**Aim of the task**. The text of every record, exactly as given and with no pictures, should be your output.

Dataset excerpts
:::

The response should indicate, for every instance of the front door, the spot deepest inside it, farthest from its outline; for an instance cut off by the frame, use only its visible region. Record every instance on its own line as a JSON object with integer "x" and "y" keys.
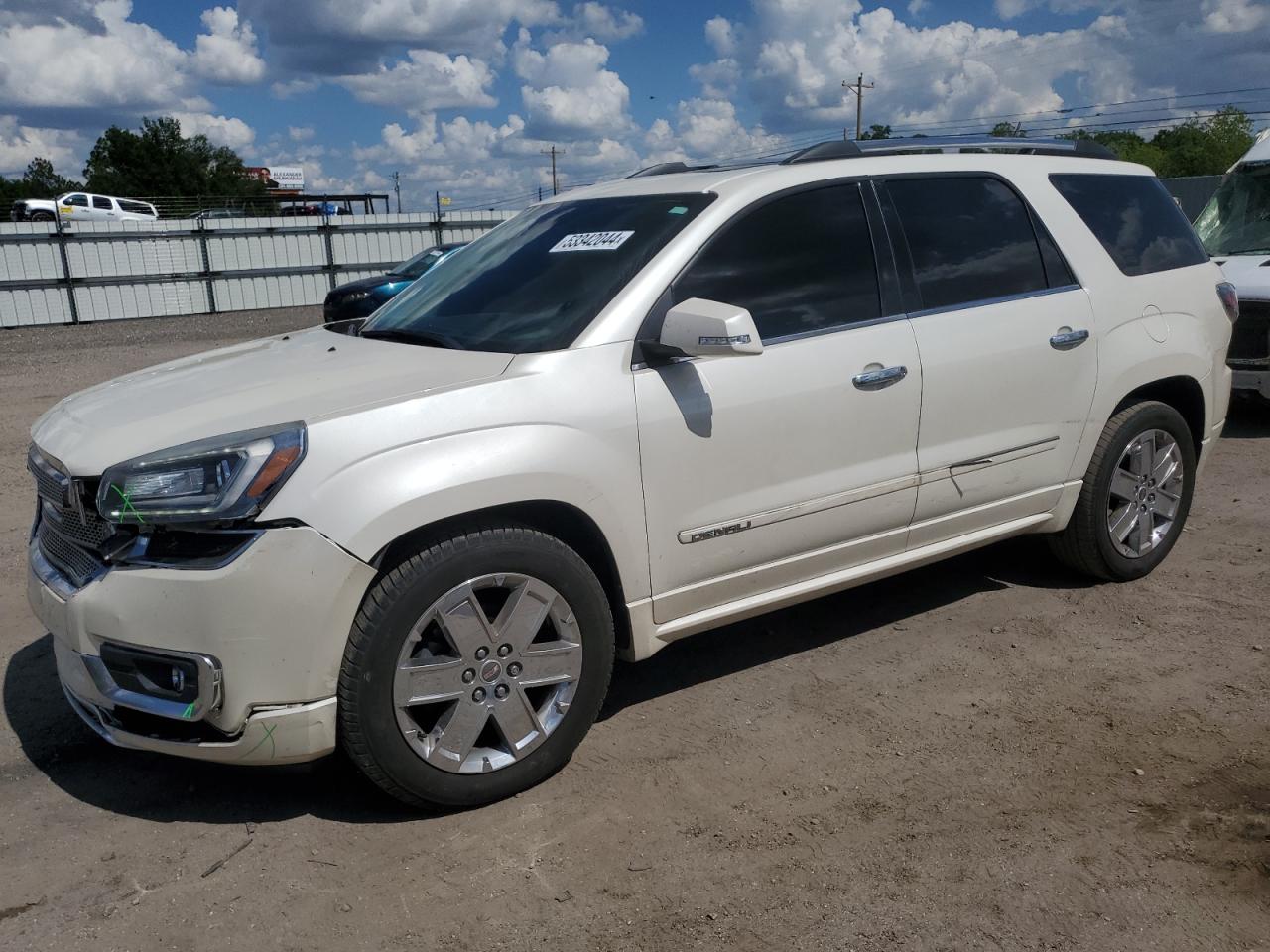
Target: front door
{"x": 767, "y": 471}
{"x": 1008, "y": 362}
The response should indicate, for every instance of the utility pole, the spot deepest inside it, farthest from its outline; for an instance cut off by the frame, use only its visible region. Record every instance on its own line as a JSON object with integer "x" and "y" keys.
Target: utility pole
{"x": 858, "y": 87}
{"x": 554, "y": 153}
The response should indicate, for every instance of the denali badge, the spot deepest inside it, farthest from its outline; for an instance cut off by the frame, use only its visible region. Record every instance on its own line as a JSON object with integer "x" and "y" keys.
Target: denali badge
{"x": 717, "y": 531}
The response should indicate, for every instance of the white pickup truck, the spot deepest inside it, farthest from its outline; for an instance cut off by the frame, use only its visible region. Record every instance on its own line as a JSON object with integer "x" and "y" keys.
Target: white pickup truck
{"x": 1234, "y": 229}
{"x": 82, "y": 206}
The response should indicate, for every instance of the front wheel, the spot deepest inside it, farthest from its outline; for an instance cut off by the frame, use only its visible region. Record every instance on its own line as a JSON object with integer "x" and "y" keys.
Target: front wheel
{"x": 1135, "y": 497}
{"x": 475, "y": 667}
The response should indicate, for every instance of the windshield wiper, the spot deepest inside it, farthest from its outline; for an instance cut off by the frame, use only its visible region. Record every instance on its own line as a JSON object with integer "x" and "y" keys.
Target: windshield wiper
{"x": 412, "y": 336}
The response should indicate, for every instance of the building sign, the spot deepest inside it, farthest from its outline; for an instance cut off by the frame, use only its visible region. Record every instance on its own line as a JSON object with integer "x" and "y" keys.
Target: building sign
{"x": 280, "y": 178}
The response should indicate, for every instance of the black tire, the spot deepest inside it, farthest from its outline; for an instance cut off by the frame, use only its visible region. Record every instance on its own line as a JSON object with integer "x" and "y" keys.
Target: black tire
{"x": 1086, "y": 543}
{"x": 398, "y": 599}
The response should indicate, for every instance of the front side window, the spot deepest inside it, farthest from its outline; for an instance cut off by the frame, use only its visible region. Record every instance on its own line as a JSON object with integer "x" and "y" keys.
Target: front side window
{"x": 799, "y": 264}
{"x": 1237, "y": 218}
{"x": 1134, "y": 218}
{"x": 970, "y": 239}
{"x": 535, "y": 282}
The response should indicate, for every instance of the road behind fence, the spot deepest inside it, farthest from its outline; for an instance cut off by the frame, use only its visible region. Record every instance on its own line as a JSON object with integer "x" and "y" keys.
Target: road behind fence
{"x": 63, "y": 273}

:::

**Exercise output**.
The response should indicate, for every instance of the front door, the spot deepest inside it, farthest from its outline; for an instance cut off by the frame, use only its visible region. Record every instance on its own line as a JSON object with integer "x" and "y" keys.
Target: front door
{"x": 767, "y": 471}
{"x": 1008, "y": 362}
The response should indicate, for every instance of the utility pole, the spot deepest inside it, farthest from its outline; for an instance cut off by the frame, use only its visible region. Record every instance on its own line as a JSON object with integer "x" and "y" keys.
Target: utility pole
{"x": 858, "y": 87}
{"x": 554, "y": 153}
The response should indicate, for every instance of the denali badge, the spot deepest inside it, farthest from its outline; for an instance cut off by the frame, use only its visible region. Record every instance on its own line as a JSON object with integer "x" and "y" keys.
Target: denali badge
{"x": 717, "y": 531}
The response should indicate, for every instance of the white pickup truck, the spot deepest inside it, farthest from its outline; for an instance cut off by the frame, use only its visible region. Record every instance on its own line as a JSON object with integer "x" and "y" keys.
Target: white pickup truck
{"x": 1234, "y": 229}
{"x": 82, "y": 206}
The response should indicate, for every instance of the front wheel, the spot deepest inside it, farthest from its outline; for an instance cut off by the frame, use only its visible region. Record every instance on its own line as a JSON object with integer "x" and "y" keys.
Target: front wheel
{"x": 1135, "y": 497}
{"x": 475, "y": 667}
The response should indicate, for every instance of the windshield wiper, the spot deepest inside it, farthest from its outline; for an instance cut off by the frame, use only its visible region. Record every instance on its own line as a JSON object with integer "x" and "y" keys.
Target: windshield wiper
{"x": 412, "y": 336}
The response should indicate, for every instance of the building sign, the spot deepest inside it, farthest from its outline; for an instance cut off by the frame, use only its visible region. Record every instance on its own line as a JSON object with integer "x" and "y" keys.
Target: building sign
{"x": 280, "y": 178}
The response should indicate, for every instance of the black tire, the spot deepest inside it, farthest from its outline; for an instance cut off by the frame, use only its visible region. Record every instance on its own line as a JSON object with integer "x" and "y" keys.
Target: black tire
{"x": 1086, "y": 543}
{"x": 398, "y": 599}
The response should indicate, for every instance of the front side window, the spot deepest inside it, farthest from its outline; for an instance cut off by the frame, use only its visible region. Record every instance on its own line as a JSON object with integer "x" and "y" keys.
Target: front side window
{"x": 799, "y": 264}
{"x": 1237, "y": 218}
{"x": 1134, "y": 218}
{"x": 970, "y": 239}
{"x": 535, "y": 282}
The response should indicate, for every instance of the road behind fence, the spot deepest inside it, farthest from its outline; for an instance cut off by the frame, use only its visible region. Record every instance on its own line as a JSON object with integer "x" and "y" keys.
Target: road behind fence
{"x": 63, "y": 273}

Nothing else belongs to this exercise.